DIRECTIVE
Everything from the line that contains "Please put a point on the red flower" through the final line of the records should be written out exactly, and nothing outside that span.
----- ENTRIES SHOWN -----
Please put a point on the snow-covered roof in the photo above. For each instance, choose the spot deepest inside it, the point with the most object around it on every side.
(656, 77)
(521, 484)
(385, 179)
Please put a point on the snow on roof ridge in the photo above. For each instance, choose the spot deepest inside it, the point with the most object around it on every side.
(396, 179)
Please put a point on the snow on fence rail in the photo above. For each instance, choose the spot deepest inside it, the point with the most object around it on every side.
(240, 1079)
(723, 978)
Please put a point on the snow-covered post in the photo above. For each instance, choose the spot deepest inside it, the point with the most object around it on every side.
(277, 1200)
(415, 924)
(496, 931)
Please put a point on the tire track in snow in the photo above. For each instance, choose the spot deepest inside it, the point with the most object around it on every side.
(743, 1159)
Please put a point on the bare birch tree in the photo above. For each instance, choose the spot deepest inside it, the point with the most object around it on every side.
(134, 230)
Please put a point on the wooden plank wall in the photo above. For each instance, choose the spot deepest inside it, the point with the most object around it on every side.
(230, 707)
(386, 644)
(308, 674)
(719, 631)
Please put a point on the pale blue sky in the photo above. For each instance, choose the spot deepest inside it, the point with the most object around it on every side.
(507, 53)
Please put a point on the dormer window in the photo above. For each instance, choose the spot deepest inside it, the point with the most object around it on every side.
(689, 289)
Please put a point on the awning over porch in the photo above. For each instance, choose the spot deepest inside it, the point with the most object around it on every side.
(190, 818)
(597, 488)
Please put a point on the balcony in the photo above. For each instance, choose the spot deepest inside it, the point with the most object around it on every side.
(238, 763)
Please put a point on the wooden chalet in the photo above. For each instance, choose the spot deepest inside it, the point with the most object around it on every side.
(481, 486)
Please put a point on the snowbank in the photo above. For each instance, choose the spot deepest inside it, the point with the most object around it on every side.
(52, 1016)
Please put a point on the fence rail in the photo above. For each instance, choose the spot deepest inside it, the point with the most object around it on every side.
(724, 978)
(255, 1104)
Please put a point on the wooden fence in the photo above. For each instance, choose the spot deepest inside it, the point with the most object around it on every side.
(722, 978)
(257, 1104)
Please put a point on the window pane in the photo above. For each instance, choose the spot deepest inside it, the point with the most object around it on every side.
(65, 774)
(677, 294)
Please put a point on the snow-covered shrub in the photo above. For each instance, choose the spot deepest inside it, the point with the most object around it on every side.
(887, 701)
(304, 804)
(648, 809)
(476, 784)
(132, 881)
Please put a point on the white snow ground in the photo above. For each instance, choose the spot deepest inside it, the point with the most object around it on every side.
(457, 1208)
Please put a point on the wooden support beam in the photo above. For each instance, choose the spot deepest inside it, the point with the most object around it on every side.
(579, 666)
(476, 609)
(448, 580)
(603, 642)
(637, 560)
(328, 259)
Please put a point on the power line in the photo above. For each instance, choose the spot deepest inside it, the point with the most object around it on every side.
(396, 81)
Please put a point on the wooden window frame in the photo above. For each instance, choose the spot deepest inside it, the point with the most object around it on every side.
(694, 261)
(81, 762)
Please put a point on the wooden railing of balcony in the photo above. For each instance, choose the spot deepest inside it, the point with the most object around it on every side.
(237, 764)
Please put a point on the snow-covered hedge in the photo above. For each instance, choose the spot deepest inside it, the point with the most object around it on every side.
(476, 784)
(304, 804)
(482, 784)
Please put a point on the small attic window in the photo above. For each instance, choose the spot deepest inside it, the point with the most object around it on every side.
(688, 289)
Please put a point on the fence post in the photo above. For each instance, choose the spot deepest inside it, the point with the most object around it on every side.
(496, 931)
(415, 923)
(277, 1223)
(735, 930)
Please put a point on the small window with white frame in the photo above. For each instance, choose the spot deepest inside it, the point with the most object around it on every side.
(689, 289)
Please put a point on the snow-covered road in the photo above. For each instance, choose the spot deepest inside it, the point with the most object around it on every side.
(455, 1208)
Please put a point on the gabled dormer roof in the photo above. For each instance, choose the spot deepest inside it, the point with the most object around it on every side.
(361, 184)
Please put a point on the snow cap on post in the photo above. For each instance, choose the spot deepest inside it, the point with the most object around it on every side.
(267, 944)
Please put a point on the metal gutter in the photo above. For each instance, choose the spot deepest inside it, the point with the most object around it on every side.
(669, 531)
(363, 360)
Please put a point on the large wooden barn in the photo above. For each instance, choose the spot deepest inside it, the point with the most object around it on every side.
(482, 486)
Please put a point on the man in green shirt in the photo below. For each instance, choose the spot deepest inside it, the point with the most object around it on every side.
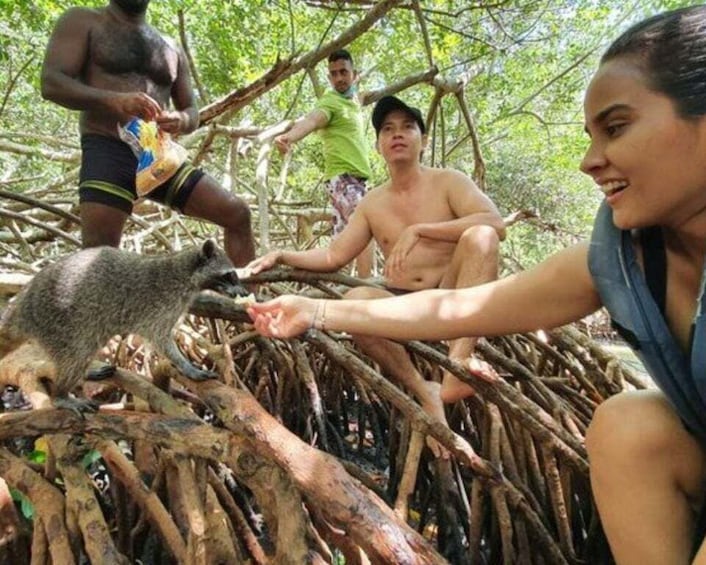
(339, 119)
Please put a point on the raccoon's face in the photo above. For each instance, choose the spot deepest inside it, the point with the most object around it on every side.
(216, 272)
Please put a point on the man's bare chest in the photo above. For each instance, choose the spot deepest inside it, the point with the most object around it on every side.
(389, 222)
(133, 51)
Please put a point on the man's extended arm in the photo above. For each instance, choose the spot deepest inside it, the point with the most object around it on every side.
(185, 116)
(314, 120)
(63, 63)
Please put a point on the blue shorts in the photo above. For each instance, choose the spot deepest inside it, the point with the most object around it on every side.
(345, 191)
(107, 176)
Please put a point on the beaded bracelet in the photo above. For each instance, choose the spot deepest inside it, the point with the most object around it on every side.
(319, 322)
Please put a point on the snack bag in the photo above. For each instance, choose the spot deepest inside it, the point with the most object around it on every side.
(158, 156)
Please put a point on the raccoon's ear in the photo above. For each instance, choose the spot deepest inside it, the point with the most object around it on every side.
(208, 249)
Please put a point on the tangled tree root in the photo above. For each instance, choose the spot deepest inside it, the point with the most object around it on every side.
(303, 452)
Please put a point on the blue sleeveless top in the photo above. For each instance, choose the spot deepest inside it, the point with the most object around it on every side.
(637, 317)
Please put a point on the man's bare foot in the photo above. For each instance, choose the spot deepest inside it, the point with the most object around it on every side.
(432, 405)
(453, 388)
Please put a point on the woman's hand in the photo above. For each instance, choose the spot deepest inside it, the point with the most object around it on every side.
(286, 316)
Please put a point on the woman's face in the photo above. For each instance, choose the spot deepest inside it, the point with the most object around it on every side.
(649, 163)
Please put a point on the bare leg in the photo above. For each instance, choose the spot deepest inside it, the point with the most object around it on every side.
(475, 261)
(210, 201)
(101, 224)
(647, 475)
(365, 261)
(395, 361)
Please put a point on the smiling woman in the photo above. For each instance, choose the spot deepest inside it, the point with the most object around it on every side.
(645, 113)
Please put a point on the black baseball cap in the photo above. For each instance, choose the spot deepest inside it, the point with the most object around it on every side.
(387, 104)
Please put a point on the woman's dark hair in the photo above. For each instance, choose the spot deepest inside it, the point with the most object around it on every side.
(671, 50)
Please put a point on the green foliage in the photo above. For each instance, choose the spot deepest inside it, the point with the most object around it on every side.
(26, 506)
(525, 65)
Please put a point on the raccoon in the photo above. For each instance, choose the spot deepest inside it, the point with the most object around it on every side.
(74, 306)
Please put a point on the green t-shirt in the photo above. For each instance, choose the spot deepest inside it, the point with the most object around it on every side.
(345, 149)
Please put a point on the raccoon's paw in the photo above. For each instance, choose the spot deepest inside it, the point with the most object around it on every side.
(200, 375)
(79, 406)
(100, 373)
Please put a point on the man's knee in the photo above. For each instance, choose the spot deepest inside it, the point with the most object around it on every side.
(238, 214)
(629, 427)
(479, 242)
(101, 225)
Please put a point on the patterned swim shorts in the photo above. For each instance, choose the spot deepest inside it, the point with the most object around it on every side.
(345, 191)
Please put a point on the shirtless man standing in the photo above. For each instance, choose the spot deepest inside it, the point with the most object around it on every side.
(112, 66)
(435, 228)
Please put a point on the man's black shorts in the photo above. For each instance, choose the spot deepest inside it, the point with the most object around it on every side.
(108, 176)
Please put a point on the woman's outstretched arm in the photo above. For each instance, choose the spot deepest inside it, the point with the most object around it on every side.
(553, 293)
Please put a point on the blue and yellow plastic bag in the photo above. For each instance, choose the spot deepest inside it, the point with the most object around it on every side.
(158, 156)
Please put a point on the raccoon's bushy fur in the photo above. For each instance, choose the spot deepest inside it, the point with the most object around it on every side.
(74, 306)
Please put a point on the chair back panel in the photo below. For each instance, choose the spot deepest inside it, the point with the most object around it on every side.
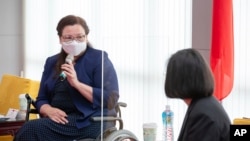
(11, 87)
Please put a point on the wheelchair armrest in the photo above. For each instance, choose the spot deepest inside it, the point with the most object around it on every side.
(122, 104)
(30, 102)
(109, 118)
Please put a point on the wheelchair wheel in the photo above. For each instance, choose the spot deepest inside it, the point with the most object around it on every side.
(121, 135)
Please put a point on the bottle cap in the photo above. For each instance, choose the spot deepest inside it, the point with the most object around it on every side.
(167, 107)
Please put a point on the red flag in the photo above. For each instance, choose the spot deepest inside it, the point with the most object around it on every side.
(222, 50)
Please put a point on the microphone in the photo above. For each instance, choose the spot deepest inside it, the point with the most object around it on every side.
(69, 59)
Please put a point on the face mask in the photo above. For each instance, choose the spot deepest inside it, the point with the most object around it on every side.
(74, 48)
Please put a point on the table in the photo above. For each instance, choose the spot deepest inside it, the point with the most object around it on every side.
(10, 127)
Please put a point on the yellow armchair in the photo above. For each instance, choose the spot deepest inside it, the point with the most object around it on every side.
(11, 87)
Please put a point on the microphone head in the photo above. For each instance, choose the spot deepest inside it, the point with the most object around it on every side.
(69, 59)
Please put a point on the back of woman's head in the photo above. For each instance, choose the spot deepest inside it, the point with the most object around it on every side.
(188, 76)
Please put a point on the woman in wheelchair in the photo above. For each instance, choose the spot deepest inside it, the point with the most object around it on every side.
(71, 90)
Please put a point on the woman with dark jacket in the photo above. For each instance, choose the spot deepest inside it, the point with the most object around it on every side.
(71, 93)
(190, 79)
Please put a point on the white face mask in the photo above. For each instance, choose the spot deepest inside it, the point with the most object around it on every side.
(74, 48)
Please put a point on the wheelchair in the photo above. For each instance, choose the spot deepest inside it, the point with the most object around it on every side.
(110, 134)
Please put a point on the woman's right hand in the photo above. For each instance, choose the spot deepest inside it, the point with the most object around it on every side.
(55, 114)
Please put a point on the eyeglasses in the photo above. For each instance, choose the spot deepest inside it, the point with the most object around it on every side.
(69, 39)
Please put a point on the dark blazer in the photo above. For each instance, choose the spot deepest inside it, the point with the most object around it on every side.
(205, 120)
(89, 71)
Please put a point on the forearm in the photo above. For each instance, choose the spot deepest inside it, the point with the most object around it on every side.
(44, 110)
(85, 90)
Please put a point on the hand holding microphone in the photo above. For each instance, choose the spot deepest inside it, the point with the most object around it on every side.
(68, 60)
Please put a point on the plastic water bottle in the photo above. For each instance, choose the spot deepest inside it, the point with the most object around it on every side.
(167, 120)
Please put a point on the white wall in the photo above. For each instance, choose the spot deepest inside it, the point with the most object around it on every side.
(11, 37)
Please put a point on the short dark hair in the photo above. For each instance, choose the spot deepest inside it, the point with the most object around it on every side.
(188, 76)
(71, 20)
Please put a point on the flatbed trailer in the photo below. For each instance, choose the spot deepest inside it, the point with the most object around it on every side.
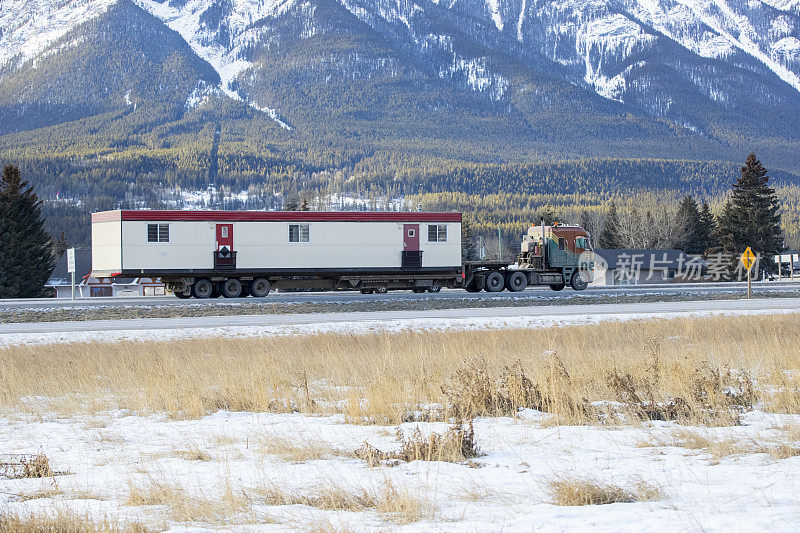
(238, 253)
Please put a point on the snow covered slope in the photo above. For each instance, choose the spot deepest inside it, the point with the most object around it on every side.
(27, 27)
(709, 67)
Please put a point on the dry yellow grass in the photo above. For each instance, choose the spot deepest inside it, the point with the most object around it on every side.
(575, 491)
(65, 521)
(396, 504)
(683, 367)
(717, 447)
(297, 449)
(231, 506)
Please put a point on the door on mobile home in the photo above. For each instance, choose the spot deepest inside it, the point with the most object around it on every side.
(224, 255)
(411, 256)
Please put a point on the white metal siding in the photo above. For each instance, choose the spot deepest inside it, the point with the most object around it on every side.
(266, 245)
(107, 246)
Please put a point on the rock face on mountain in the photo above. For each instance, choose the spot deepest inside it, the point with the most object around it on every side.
(644, 78)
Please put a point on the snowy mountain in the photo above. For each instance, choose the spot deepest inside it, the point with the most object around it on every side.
(691, 77)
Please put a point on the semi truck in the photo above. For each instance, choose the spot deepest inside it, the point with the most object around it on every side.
(204, 254)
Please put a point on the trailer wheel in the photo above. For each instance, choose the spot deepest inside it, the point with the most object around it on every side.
(579, 282)
(260, 287)
(231, 288)
(202, 288)
(476, 285)
(495, 282)
(517, 281)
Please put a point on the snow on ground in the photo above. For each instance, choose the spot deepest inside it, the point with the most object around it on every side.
(355, 327)
(505, 489)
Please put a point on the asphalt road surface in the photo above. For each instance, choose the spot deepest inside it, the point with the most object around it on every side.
(739, 306)
(705, 290)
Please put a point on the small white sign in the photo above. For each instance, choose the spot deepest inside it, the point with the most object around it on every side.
(71, 260)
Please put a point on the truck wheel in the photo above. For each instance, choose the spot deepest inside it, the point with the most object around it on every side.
(259, 287)
(579, 282)
(495, 282)
(517, 281)
(231, 288)
(202, 288)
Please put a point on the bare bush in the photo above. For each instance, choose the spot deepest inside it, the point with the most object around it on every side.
(455, 445)
(25, 466)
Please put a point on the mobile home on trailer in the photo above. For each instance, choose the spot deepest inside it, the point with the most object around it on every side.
(239, 253)
(233, 253)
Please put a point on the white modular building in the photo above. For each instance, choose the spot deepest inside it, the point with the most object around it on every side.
(226, 243)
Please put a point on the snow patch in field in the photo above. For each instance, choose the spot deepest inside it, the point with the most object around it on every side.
(505, 489)
(360, 327)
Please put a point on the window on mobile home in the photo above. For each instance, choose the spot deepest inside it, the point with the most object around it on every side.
(158, 233)
(299, 233)
(437, 232)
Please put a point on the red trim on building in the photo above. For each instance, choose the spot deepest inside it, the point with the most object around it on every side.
(107, 216)
(275, 216)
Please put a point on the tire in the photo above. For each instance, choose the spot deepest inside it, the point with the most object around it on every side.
(231, 288)
(495, 282)
(517, 281)
(578, 282)
(202, 289)
(260, 287)
(476, 285)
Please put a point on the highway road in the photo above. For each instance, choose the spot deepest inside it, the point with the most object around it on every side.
(741, 306)
(700, 290)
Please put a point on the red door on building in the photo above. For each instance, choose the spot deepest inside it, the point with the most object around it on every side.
(411, 237)
(411, 257)
(224, 255)
(225, 237)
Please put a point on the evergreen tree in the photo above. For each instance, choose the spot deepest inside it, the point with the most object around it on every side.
(469, 250)
(687, 222)
(26, 260)
(751, 216)
(706, 229)
(548, 215)
(609, 234)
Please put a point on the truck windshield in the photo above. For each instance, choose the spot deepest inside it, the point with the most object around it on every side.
(583, 243)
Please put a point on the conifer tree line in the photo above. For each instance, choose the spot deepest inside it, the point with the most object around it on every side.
(750, 217)
(26, 255)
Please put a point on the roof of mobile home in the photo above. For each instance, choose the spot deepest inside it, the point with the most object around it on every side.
(274, 216)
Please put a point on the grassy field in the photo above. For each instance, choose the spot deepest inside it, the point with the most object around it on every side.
(451, 430)
(691, 369)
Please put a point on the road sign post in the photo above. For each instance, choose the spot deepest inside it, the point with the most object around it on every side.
(71, 267)
(748, 259)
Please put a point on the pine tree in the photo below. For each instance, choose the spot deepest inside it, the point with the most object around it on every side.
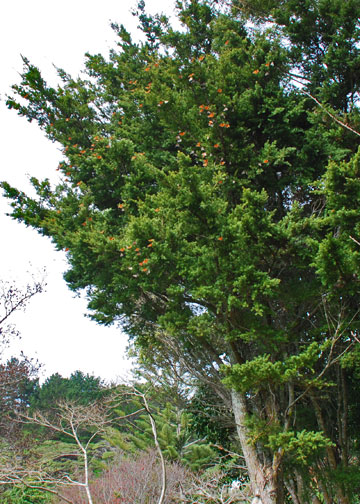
(210, 201)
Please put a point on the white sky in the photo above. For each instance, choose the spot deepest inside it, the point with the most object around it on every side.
(54, 328)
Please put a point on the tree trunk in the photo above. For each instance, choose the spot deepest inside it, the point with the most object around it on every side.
(263, 478)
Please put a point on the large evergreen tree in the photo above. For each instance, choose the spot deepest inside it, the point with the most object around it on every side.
(209, 201)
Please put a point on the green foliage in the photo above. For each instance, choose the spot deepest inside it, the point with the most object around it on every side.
(174, 432)
(25, 495)
(81, 388)
(300, 447)
(210, 203)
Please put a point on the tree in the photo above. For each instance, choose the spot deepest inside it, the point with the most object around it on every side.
(79, 387)
(207, 204)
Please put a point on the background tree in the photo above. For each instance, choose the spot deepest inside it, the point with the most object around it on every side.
(207, 202)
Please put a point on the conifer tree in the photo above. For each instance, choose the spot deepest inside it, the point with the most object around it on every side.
(210, 202)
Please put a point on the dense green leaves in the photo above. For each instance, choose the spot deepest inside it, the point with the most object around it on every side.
(209, 202)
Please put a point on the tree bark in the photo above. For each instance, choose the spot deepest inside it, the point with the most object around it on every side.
(263, 478)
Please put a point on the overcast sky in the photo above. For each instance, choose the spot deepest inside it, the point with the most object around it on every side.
(54, 328)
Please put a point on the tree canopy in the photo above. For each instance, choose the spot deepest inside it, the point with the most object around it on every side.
(208, 203)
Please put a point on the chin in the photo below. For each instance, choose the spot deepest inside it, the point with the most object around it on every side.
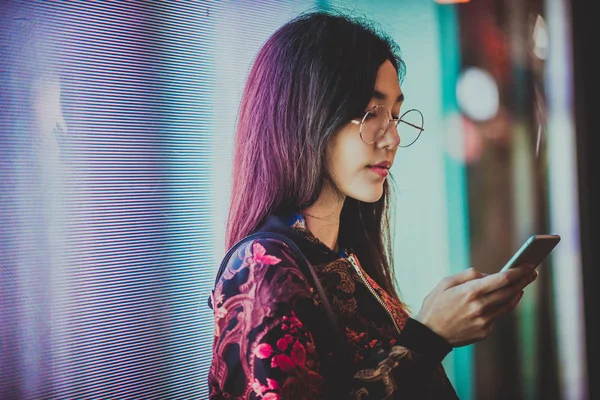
(371, 196)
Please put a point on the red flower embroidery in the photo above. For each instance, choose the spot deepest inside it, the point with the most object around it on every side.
(284, 342)
(282, 361)
(259, 254)
(263, 350)
(273, 385)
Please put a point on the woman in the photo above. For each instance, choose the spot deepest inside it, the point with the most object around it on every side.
(318, 131)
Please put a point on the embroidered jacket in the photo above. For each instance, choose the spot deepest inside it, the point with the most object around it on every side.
(271, 339)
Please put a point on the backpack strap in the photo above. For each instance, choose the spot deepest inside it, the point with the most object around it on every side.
-----
FULL ANSWER
Please put a point on the red flower embroidery in the photo above. For each instance, choose the spot deepest inside it, the point with the most object around it on every side.
(284, 342)
(282, 361)
(259, 254)
(263, 350)
(273, 385)
Please put a point on the woman in the photo above. For each instance, choose the spot deepest inside it, the point with the most object around it on every side.
(318, 131)
Please put a point on the embroidered jacket in the photo above. For each instance, choose the spot deepest inside it, the point with the most object around it on every side.
(271, 339)
Please put a point on the backpack strap in the photo above. For each instance, choose the spot deepest inside it, the point with the most object around it on every side.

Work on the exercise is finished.